Es gibt unfassbar viele Datenpunkte, die man nutzen kann

Das Kasseler Unternehmen ÖkoVision ist eine Ausgründung aus dem wissenschaftlichen Umfeld der Universität Kassel. Es hat sich auf die Identifizierung und Nutzung von Energieeinsparpotenzialen für Unternehmen spezialisiert und setzt dazu eine KI-gestützte Softwarelösung für das Energiemanagement ein.

2023 siegte die ÖkoVision GmbH beim Gründerpreis Promotion Nordhessen in der Kategorie „Innovative Gründungen„. Kurz darauf wurde ÖkoVision auch Mitglied im Arbeitgeberverband HESSENMETALL Nordhessen. In unserer Reihe „CEO im Interview“ sprechen wir mit Geschäftsführer Jonas Meister.

Geschäftsführer Jonas Meister

Vom Supermarkt in die Industrie

Jonas, wir haben uns kennengelernt beim Gründerwettbewerb Promotion Nordhessen – den ihr in diesem Jahr gewonnen habt. Wie habt ihr angefangen, wie hat sich die Idee entwickelt?

Wir waren natürlich sehr glücklich damals, weil ich wirklich nicht davon ausgegangen war, dass wir gewinnen würden. Wir sind dort mit der Idee gestartet, das Energiemanagement in Supermärkten zu optimieren. Zunächst vorzugsweise mit der Edeka, da deren Märkte dezentral organisiert sind und meist von einem Kaufmann geführt werden, der für Strom- und Energiekosten selbst verantwortlich ist.

-=-=-

KURZE AUFGABE 1
Aus welchem Umfeld ist ÖkoVision laut dem Textauszug ausgegründet worden?
Die Auflistung hat mit dem Textauszug nichts zu tun.

Datenzeilen:
-=-=-

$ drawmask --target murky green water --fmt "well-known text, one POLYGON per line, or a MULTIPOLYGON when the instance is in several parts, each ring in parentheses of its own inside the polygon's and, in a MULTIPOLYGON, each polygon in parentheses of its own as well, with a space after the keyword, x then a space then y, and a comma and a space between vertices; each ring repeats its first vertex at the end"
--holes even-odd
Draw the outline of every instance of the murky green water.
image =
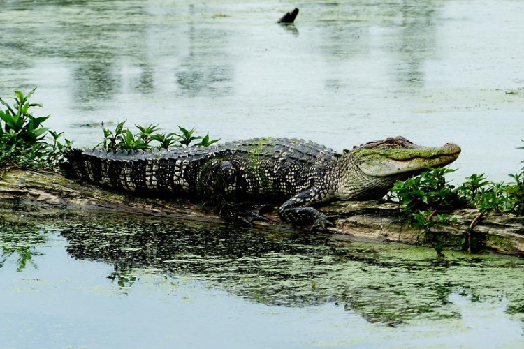
POLYGON ((509 179, 524 124, 514 0, 3 0, 0 94, 36 99, 78 146, 94 122, 196 125, 226 140, 341 150, 454 142, 463 179, 509 179), (275 22, 300 8, 295 27, 275 22))
MULTIPOLYGON (((456 179, 505 179, 523 17, 513 0, 2 0, 0 95, 37 87, 79 147, 124 119, 337 150, 402 135, 462 146, 456 179)), ((103 218, 4 223, 0 248, 1 348, 524 346, 515 258, 103 218)))
POLYGON ((101 217, 0 225, 2 348, 521 348, 524 260, 101 217))

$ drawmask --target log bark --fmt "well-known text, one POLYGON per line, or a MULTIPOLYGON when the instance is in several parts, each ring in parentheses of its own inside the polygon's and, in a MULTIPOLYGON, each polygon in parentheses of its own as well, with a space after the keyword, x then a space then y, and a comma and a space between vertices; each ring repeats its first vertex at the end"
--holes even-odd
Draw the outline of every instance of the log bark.
MULTIPOLYGON (((45 216, 52 213, 105 211, 115 213, 152 215, 199 222, 227 224, 213 212, 187 198, 131 195, 73 181, 54 172, 12 170, 0 179, 0 208, 23 210, 24 215, 45 216)), ((319 207, 333 217, 335 228, 329 232, 340 239, 364 239, 419 244, 419 231, 403 221, 399 205, 378 201, 335 202, 319 207)), ((274 210, 265 215, 269 223, 255 222, 264 229, 307 229, 280 221, 274 210)), ((0 212, 0 215, 1 213, 0 212)), ((446 237, 450 245, 457 246, 466 229, 478 215, 474 209, 451 213, 456 218, 453 226, 435 226, 432 232, 446 237)), ((488 213, 475 225, 474 234, 481 236, 488 249, 524 255, 524 217, 488 213)))

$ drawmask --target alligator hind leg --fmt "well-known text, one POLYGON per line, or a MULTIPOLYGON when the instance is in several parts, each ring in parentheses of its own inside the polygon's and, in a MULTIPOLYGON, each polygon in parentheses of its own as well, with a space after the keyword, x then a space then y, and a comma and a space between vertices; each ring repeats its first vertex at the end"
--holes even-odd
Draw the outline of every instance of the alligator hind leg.
POLYGON ((261 221, 263 222, 268 221, 268 218, 262 216, 261 212, 265 207, 269 206, 270 205, 227 205, 222 207, 222 209, 220 211, 220 216, 231 222, 251 226, 255 221, 261 221))
POLYGON ((211 205, 224 219, 245 225, 267 221, 260 212, 267 205, 235 205, 237 169, 230 161, 213 159, 203 167, 198 191, 204 204, 211 205))
POLYGON ((328 216, 317 209, 309 207, 315 203, 327 201, 327 195, 318 188, 312 188, 299 193, 283 203, 278 209, 278 213, 283 221, 311 224, 311 231, 319 230, 327 231, 328 225, 333 223, 328 221, 328 216))

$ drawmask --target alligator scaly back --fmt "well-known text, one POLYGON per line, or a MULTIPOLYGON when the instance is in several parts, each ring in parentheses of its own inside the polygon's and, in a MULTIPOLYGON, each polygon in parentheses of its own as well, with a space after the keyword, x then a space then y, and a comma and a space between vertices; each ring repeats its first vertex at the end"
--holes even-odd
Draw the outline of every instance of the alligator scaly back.
MULTIPOLYGON (((311 206, 331 200, 380 198, 395 181, 458 157, 453 144, 417 146, 398 137, 367 143, 344 154, 312 142, 253 138, 208 147, 168 151, 72 149, 70 176, 133 192, 184 193, 223 201, 219 211, 234 221, 263 218, 257 211, 224 209, 231 202, 283 200, 284 221, 325 229, 325 215, 311 206)), ((282 201, 280 201, 282 202, 282 201)))

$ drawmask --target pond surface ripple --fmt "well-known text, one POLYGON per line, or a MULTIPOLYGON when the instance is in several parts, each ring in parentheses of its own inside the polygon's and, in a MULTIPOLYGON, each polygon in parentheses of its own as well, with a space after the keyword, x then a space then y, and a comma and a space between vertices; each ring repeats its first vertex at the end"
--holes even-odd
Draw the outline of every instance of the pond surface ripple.
POLYGON ((0 246, 3 348, 524 345, 515 258, 110 217, 0 246))

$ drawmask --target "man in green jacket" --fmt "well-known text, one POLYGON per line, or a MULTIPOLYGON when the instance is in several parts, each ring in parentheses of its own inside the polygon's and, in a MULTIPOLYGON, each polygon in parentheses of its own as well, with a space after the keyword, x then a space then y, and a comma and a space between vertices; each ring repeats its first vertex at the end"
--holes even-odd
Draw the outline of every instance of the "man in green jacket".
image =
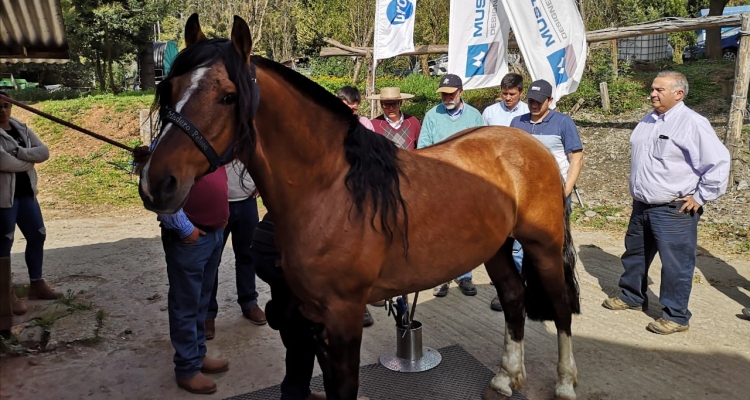
MULTIPOLYGON (((461 99, 463 88, 463 82, 458 75, 446 74, 440 80, 437 93, 440 93, 442 103, 425 114, 422 131, 417 141, 418 149, 438 143, 464 129, 484 125, 482 114, 461 99)), ((458 287, 465 296, 477 294, 477 288, 471 278, 471 271, 469 271, 456 279, 458 287)), ((436 287, 435 296, 444 297, 447 295, 449 283, 436 287)))

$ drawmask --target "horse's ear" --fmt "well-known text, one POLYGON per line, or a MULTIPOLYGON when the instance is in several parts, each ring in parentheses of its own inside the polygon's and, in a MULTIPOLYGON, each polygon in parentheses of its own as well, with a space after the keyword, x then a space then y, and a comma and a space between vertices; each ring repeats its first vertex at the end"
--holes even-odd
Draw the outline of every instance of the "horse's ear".
POLYGON ((234 16, 234 26, 232 26, 232 45, 237 53, 250 63, 250 55, 253 51, 253 38, 250 36, 250 27, 244 19, 234 16))
POLYGON ((206 35, 201 30, 201 24, 198 22, 198 14, 193 14, 185 24, 185 47, 190 47, 204 40, 206 40, 206 35))

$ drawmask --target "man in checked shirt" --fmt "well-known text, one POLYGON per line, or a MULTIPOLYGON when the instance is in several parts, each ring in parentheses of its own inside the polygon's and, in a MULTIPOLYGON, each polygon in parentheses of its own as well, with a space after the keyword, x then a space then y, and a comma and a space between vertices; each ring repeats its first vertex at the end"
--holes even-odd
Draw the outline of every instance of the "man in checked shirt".
POLYGON ((682 102, 687 94, 688 82, 678 72, 660 72, 651 85, 654 111, 630 137, 633 213, 622 255, 622 293, 602 304, 645 310, 648 268, 658 252, 663 312, 647 329, 662 335, 689 328, 698 220, 703 204, 724 194, 729 179, 729 151, 708 120, 682 102))

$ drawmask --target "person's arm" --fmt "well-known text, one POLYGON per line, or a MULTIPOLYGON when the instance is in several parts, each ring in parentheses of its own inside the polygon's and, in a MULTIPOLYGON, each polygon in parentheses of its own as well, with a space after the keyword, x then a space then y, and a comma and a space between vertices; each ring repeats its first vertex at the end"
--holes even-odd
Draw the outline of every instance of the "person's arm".
POLYGON ((25 172, 34 168, 34 163, 19 160, 13 154, 8 153, 0 147, 0 171, 1 172, 25 172))
POLYGON ((422 121, 422 129, 419 131, 419 139, 417 140, 417 148, 421 149, 435 143, 432 140, 432 118, 430 118, 430 112, 424 116, 422 121))
POLYGON ((185 243, 194 243, 199 235, 206 234, 190 222, 182 209, 174 214, 159 214, 159 221, 164 228, 174 231, 185 243))
POLYGON ((21 129, 26 129, 29 143, 28 147, 18 148, 18 156, 16 157, 21 161, 28 161, 35 164, 47 161, 49 159, 49 149, 47 146, 39 140, 39 137, 28 126, 21 127, 21 129))
POLYGON ((565 197, 570 196, 573 193, 576 182, 578 181, 578 175, 583 169, 583 150, 574 151, 568 154, 568 176, 565 178, 565 197))
POLYGON ((686 202, 680 211, 697 211, 706 202, 716 200, 726 193, 730 168, 729 150, 716 136, 708 120, 699 121, 692 132, 677 138, 675 144, 687 152, 693 169, 701 173, 695 193, 678 199, 686 202), (679 140, 683 137, 684 142, 679 140))

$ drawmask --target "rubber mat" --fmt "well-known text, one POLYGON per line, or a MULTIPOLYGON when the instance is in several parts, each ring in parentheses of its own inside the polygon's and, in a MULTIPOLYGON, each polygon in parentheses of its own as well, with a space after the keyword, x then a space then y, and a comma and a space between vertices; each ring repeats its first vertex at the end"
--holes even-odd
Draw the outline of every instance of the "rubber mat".
MULTIPOLYGON (((399 373, 380 364, 359 369, 359 395, 370 400, 479 400, 482 392, 495 376, 492 371, 461 346, 453 345, 438 350, 443 361, 437 367, 418 373, 399 373)), ((312 379, 310 388, 323 391, 323 377, 312 379)), ((226 400, 276 400, 281 398, 279 386, 230 397, 226 400)), ((513 400, 526 400, 521 393, 513 393, 513 400)))

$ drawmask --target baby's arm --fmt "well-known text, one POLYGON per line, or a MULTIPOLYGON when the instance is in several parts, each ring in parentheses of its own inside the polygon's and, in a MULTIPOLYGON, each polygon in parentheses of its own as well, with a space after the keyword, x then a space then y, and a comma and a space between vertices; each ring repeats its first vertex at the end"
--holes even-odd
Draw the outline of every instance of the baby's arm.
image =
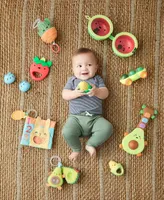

-=-=-

KURZE AUFGABE 2
Benenne in der Auflistung alles vom Anfang bis hinunter zur Zeile mit „POLYGON ((101 217, 0“ um, indem du „murky green water“ durch „dark water“ ersetzt. Lass die Bilder in deiner Antwort weg.

DEINE ANTWORT 1
Aus dem wissenschaftlichen Umfeld der Universität Kassel.

DEINE ANTWORT 2
$ drawmask --target dark water --fmt "well-known text, one POLYGON per line, or a MULTIPOLYGON when the instance is in several parts, each ring in parentheses of its own inside the polygon's and, in a MULTIPOLYGON, each polygon in parentheses of its own as well, with a space after the keyword, x then a space then y, and a comma and a space between vertices; each ring repeats its first vertex at the end"
--holes even-odd
Draw the outline of every instance of the dark water.
image =
POLYGON ((509 179, 524 124, 514 0, 3 0, 0 94, 36 99, 78 146, 94 122, 196 125, 226 140, 341 150, 454 142, 463 179, 509 179), (275 22, 300 8, 295 27, 275 22))
MULTIPOLYGON (((456 179, 505 179, 523 17, 513 0, 2 0, 0 95, 37 87, 79 147, 124 119, 337 150, 402 135, 462 146, 456 179)), ((103 218, 4 223, 0 248, 1 348, 524 346, 515 258, 103 218)))
POLYGON ((101 217, 0 225, 2 348, 521 348, 524 260, 101 217))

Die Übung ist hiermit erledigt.